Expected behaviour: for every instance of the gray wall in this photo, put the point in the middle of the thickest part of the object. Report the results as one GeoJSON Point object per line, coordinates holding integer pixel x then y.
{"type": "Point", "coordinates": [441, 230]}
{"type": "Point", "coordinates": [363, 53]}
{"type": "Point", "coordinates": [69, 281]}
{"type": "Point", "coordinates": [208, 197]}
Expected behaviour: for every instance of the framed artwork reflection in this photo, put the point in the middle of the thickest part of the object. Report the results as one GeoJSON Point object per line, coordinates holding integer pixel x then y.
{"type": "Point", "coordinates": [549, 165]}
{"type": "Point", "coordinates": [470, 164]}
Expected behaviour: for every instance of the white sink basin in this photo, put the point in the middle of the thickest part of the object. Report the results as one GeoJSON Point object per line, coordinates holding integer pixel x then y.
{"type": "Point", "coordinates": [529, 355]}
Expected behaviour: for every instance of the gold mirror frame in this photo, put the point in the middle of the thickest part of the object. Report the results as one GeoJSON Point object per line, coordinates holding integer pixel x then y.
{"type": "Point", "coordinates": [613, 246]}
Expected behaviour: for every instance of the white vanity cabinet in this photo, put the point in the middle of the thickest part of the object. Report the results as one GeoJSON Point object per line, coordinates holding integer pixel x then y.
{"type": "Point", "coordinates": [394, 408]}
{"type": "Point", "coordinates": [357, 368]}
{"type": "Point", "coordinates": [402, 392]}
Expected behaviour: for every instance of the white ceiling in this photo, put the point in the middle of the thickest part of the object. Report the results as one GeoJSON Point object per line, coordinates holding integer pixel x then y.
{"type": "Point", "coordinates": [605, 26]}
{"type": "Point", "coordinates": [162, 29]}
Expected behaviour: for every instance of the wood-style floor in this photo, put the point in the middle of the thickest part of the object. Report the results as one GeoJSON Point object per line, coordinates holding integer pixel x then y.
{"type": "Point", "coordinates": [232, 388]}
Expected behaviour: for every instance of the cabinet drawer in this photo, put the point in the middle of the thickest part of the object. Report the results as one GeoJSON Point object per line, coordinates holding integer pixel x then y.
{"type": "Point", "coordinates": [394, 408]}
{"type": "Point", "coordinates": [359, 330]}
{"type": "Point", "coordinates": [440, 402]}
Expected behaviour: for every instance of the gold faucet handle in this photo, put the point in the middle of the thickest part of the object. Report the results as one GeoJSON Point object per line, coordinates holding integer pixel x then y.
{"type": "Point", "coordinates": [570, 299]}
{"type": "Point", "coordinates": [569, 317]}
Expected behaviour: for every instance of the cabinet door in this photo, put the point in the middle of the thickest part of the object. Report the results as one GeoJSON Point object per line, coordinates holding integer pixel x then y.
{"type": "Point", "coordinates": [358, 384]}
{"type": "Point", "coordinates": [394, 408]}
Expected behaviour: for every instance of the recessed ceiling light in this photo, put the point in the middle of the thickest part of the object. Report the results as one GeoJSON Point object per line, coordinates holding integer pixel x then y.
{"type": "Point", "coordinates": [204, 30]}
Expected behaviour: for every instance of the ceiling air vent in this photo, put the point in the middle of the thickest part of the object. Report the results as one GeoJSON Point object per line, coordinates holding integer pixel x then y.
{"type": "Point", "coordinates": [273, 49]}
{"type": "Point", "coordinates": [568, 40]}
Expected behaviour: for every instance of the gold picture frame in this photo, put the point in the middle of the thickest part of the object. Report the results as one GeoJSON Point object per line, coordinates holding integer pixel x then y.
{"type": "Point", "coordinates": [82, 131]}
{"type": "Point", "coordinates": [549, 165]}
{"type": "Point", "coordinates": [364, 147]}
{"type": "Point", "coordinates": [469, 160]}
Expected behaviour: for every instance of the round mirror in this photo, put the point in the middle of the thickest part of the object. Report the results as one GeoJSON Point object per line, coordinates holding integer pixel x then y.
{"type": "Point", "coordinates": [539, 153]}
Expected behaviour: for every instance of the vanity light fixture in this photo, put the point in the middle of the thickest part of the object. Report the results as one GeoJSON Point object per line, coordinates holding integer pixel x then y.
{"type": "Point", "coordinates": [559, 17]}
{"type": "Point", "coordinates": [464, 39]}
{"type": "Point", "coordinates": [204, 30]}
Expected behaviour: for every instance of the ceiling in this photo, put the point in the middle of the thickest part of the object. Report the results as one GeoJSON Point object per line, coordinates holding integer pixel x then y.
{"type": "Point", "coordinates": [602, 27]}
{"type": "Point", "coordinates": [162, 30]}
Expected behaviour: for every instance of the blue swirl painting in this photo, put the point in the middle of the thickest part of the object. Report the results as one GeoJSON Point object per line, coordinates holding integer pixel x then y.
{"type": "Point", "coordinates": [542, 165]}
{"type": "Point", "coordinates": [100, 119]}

++++++++++++++++++++

◆ **DIRECTIVE**
Express the records from the line containing "Expected behaviour: for every instance of the blue" through the end of the records as a Markdown table with the columns Row and Record line. Number each line in the Row column and leave out any blank lines.

◆ **EXERCISE OUTPUT**
| Row | Record line |
|---|---|
| 1 | Expected behaviour: for every instance of the blue swirl painting in this photo, put the point in the middle of the thickest part of the object. Report the results as one GeoJSON Point object per line, coordinates holding integer pixel x then y. |
| 2 | {"type": "Point", "coordinates": [542, 165]} |
| 3 | {"type": "Point", "coordinates": [100, 119]} |